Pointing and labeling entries
# # #

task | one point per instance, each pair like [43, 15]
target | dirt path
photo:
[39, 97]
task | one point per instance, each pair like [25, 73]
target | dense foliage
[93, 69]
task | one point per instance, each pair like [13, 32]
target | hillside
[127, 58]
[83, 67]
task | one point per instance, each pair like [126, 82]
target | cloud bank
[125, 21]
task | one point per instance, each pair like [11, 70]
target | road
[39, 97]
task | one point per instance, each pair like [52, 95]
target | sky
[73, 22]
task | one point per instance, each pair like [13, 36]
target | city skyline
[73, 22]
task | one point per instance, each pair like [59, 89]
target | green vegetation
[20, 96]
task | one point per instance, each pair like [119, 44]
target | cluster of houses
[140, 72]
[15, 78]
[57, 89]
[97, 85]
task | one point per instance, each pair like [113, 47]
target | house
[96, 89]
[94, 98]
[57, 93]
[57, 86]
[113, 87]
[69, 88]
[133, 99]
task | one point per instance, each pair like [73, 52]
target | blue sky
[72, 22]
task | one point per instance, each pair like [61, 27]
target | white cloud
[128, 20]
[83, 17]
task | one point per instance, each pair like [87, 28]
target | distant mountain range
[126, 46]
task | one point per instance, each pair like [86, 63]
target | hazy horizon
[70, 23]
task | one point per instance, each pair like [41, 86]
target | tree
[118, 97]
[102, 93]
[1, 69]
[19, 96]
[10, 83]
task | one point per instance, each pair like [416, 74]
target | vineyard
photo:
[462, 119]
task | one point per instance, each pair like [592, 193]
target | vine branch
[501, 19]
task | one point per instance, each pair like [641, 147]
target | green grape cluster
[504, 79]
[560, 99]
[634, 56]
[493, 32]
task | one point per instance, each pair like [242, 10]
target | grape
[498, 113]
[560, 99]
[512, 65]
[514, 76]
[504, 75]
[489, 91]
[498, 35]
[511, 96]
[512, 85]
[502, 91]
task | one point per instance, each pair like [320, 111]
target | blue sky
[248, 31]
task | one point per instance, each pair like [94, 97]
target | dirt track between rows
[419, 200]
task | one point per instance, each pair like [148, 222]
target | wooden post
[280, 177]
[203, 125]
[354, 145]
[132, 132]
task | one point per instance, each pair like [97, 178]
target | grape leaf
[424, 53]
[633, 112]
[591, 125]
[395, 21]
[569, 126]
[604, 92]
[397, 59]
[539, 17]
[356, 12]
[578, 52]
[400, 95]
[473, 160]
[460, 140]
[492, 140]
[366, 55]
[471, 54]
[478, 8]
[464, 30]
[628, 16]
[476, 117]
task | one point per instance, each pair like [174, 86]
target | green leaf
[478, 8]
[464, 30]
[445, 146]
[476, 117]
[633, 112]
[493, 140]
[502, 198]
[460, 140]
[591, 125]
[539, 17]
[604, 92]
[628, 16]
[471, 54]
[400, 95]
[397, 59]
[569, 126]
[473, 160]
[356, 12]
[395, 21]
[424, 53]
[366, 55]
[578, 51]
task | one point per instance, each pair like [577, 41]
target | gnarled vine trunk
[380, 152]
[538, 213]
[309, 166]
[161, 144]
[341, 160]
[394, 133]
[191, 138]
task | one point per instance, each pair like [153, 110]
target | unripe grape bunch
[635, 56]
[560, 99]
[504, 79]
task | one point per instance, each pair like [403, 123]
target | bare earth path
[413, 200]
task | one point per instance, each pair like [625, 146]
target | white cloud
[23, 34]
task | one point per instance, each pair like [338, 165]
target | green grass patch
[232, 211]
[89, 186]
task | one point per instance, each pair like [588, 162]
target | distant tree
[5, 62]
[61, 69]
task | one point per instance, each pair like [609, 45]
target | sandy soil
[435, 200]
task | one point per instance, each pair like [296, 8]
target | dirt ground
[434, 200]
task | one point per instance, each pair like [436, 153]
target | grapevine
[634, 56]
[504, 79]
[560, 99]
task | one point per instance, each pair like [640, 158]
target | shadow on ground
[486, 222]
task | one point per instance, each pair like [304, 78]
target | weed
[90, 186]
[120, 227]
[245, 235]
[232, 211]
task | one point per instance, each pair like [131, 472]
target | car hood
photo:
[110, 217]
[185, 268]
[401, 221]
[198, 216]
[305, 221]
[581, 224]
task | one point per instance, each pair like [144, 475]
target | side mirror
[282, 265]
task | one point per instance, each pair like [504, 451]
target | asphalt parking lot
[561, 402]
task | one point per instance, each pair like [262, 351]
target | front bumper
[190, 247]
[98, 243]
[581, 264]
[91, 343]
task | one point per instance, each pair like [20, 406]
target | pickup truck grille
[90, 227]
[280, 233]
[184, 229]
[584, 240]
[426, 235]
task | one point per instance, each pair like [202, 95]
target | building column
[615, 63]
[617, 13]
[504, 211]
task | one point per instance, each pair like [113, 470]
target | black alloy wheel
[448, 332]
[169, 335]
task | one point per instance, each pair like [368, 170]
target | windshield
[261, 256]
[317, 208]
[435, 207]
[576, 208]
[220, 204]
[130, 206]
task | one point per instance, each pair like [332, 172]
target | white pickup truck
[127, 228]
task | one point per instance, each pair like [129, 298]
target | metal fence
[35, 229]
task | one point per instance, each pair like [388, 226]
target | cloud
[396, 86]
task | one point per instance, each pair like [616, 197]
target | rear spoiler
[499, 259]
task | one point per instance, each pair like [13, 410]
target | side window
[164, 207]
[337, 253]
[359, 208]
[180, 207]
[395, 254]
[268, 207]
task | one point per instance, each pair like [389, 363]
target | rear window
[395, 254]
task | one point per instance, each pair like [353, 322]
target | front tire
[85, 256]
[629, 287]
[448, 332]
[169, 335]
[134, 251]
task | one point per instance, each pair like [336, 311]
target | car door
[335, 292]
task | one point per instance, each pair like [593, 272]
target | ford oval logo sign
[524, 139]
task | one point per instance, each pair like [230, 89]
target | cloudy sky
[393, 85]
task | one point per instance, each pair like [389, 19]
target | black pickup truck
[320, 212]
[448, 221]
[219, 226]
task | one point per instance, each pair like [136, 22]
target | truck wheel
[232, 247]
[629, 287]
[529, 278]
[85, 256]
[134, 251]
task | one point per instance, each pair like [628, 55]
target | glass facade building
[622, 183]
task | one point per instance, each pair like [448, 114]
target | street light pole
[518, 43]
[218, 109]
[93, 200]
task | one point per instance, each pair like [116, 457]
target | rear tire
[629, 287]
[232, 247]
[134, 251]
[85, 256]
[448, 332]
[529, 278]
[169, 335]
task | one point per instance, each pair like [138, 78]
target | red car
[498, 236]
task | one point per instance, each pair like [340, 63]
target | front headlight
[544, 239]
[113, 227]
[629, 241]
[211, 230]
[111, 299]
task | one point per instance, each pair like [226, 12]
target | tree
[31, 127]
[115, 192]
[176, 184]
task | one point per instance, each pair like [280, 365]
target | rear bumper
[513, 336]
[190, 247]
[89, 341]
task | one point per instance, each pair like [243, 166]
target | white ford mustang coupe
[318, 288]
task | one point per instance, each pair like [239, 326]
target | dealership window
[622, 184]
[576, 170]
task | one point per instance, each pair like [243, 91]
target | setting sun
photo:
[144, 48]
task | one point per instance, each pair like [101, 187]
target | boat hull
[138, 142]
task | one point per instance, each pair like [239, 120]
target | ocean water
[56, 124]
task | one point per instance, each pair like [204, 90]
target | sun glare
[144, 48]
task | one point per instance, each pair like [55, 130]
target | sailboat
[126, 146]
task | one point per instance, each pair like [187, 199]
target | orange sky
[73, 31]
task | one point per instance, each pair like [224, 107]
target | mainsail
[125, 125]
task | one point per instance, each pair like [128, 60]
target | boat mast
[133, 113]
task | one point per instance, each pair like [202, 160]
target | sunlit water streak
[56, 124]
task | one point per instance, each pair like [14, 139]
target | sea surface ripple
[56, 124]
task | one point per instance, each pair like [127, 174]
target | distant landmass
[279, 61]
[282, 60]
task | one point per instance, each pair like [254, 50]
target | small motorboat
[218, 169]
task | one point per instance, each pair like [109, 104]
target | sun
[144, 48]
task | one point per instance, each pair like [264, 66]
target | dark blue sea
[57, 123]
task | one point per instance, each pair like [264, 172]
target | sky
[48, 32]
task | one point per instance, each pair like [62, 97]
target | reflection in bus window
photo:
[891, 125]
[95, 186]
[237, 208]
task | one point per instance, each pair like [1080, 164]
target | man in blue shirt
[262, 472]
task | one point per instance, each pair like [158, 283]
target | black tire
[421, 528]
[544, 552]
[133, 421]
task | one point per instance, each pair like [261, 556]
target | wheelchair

# # #

Work to be completed
Quote everything from the line containing "task | one point per instance, each pair like [261, 556]" down to the end of the records, word for word.

Exercise answer
task | one point per instance, each pair like [261, 556]
target | wheelchair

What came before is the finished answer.